Document passage:
##########

205 - How Opportunistic Politicians Worldwide Stir Up and Magnify Feelings of Status Compression and Loss of Esteem
From Mar-a-Lago to Bratislava
“Trump will save the white population from being oppressed by Blacks. He will be our savior.” That wildly racist cant was uttered not by a J. D. Vance, a Tommy Tuperville, a Josh Hawley, or by some more authentic and much more personally threatened out-of-work mill worker in middle America. It might well have been, for the rise of “white supremacy” feeds off fear as well as perceived losses of status and the need for scapegoats and caricatures. But it was sounded in my presence by a wealthy white woman in a far off southern African country.
The old order has turned topsy-turvy for so many North Americans; Trump’s purported victimhood speaks to those whose sense of self-worth has been undermined by work insecurities, consequent losses of self-respect, and an external environment that overturns trusted societal anchors and replaces the old standards by many new kinds of permissiveness -- LBGTQ, same sex marriage, gender fluidity. Cultural advances become dastardly threats to a proportion of our population that anyway feels left behind, pushed aside, and marginalized.

##########

Given exercise A:
Tally the lines of the records that contain the word "trunk", treating case as significant, and give only the number.

Listed entries:
##########

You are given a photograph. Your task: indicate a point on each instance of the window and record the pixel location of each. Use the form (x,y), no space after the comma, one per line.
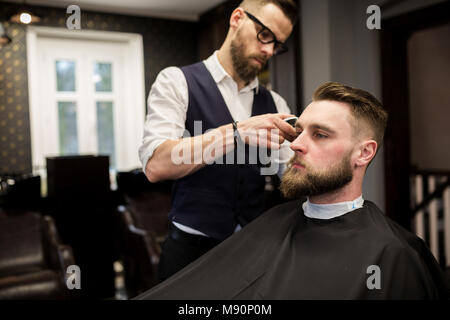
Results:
(86,97)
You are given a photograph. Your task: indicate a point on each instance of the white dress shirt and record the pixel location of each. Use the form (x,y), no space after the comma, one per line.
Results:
(332,210)
(168,103)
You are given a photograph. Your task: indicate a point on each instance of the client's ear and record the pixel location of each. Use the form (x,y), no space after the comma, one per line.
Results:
(366,152)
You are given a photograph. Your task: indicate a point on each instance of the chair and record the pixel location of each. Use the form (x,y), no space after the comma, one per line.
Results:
(148,203)
(139,253)
(33,262)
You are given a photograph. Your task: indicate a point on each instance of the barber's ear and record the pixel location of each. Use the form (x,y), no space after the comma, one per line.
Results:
(366,152)
(236,18)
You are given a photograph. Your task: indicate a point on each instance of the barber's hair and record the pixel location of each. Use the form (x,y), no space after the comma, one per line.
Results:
(288,7)
(365,108)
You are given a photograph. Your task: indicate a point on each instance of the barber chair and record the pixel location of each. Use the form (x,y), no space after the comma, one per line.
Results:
(148,203)
(139,253)
(33,262)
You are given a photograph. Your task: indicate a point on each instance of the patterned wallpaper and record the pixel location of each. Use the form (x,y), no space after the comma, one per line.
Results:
(166,43)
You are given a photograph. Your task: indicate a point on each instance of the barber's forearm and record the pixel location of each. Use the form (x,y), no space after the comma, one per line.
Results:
(175,159)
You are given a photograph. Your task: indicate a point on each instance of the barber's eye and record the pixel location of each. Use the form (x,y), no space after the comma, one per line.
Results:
(320,136)
(265,35)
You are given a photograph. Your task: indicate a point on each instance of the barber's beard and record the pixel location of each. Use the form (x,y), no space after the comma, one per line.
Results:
(298,183)
(241,64)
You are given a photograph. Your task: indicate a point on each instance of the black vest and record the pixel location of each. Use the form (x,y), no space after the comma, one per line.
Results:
(217,197)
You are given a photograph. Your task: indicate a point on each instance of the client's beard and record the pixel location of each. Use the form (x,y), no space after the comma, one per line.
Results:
(246,71)
(296,184)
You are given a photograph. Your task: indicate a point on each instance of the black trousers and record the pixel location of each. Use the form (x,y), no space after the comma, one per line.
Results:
(180,249)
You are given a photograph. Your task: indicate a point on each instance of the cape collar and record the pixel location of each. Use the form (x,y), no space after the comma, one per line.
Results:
(333,210)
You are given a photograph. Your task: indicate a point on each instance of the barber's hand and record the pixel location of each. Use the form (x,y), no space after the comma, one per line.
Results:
(267,130)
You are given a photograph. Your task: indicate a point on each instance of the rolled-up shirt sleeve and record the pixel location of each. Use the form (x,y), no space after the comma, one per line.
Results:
(166,112)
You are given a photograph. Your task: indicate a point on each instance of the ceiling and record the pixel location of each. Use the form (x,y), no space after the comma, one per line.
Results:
(172,9)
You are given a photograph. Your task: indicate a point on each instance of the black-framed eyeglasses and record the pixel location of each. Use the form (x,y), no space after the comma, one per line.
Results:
(265,35)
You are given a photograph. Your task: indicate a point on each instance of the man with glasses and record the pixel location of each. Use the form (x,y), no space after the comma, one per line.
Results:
(212,201)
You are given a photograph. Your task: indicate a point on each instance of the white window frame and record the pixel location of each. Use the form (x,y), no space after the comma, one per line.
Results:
(133,94)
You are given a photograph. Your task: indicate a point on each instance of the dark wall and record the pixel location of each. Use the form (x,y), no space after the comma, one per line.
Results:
(166,43)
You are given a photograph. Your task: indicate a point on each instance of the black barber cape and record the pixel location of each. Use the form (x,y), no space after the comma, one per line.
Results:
(285,255)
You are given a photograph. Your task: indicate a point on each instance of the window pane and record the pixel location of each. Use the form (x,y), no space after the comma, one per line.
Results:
(67,120)
(105,130)
(102,77)
(65,75)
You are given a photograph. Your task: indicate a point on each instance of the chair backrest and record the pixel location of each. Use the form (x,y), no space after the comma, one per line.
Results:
(21,243)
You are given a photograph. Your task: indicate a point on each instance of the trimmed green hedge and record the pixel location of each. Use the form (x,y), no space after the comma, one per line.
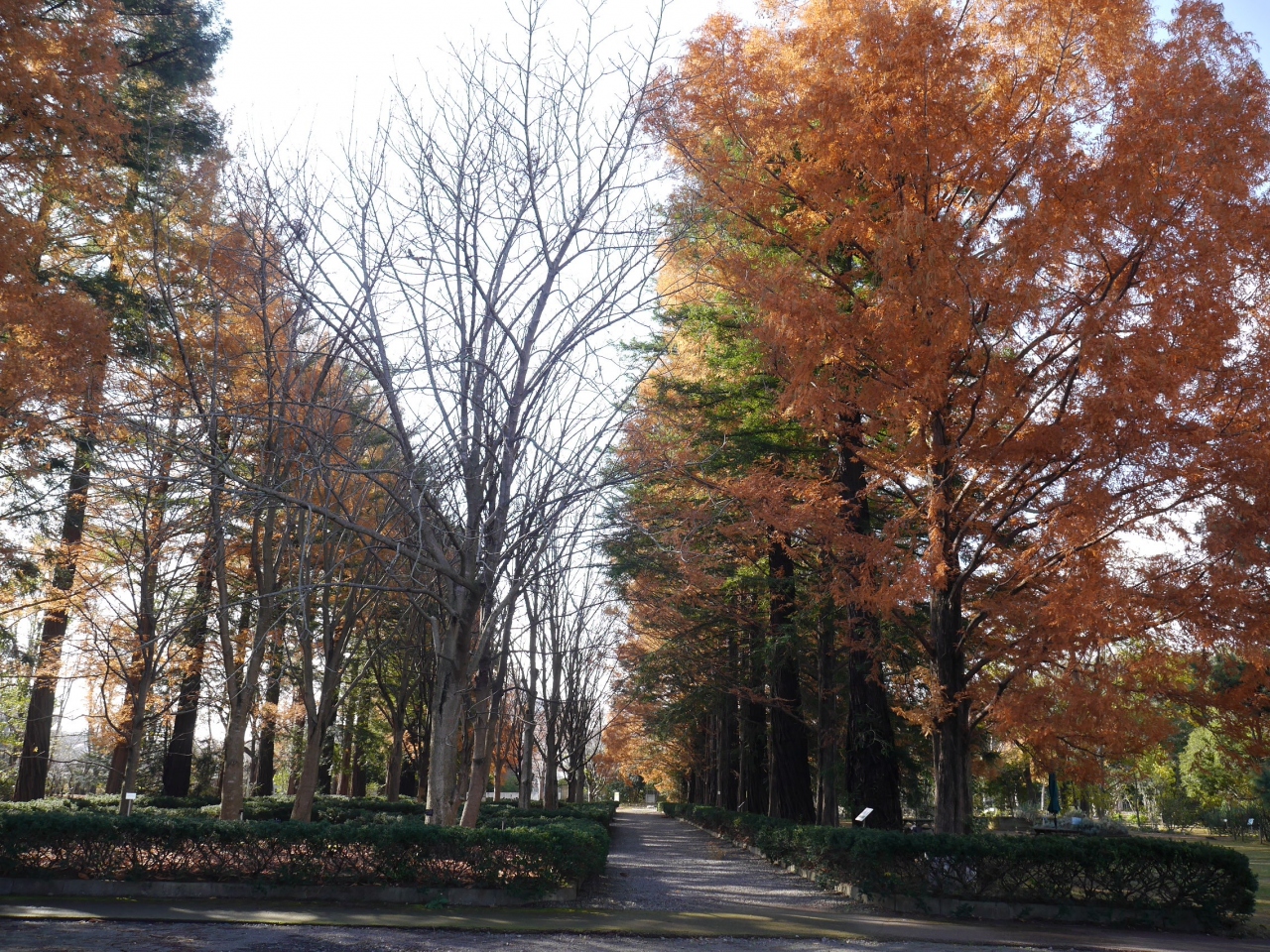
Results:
(529,860)
(1124,873)
(326,809)
(602,812)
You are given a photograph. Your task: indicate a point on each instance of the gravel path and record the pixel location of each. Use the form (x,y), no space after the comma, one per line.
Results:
(199,937)
(663,865)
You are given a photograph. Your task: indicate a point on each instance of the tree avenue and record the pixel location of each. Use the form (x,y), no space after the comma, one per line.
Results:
(942,472)
(1006,259)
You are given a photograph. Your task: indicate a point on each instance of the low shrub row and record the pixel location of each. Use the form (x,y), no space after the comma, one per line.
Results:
(1123,873)
(602,812)
(326,809)
(525,858)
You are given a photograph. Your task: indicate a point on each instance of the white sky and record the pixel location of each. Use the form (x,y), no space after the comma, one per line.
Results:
(300,66)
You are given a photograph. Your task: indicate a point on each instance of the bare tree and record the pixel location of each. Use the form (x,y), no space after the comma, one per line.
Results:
(476,267)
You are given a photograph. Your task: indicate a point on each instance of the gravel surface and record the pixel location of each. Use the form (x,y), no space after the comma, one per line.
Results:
(666,865)
(198,937)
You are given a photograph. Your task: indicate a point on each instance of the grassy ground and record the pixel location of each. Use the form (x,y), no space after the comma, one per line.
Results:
(1259,858)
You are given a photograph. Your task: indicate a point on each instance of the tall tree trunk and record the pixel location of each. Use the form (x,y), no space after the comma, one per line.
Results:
(728,774)
(552,762)
(231,775)
(240,702)
(266,766)
(826,725)
(447,719)
(486,728)
(483,699)
(136,738)
(531,701)
(393,778)
(871,762)
(752,766)
(358,769)
(953,806)
(316,763)
(870,757)
(178,762)
(790,780)
(37,738)
(345,751)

##########

Given exercise B:
Please write out the essay between "The old order" and "aside, and marginalized.", inclusive, substituting "moorings" for "anchors".

Written solution A:
1

Written solution B:
The old order has turned topsy-turvy for so many North Americans; Trump’s purported victimhood speaks to those whose sense of self-worth has been undermined by work insecurities, consequent losses of self-respect, and an external environment that overturns trusted societal moorings and replaces the old standards by many new kinds of permissiveness -- LBGTQ, same sex marriage, gender fluidity. Cultural advances become dastardly threats to a proportion of our population that anyway feels left behind, pushed aside, and marginalized.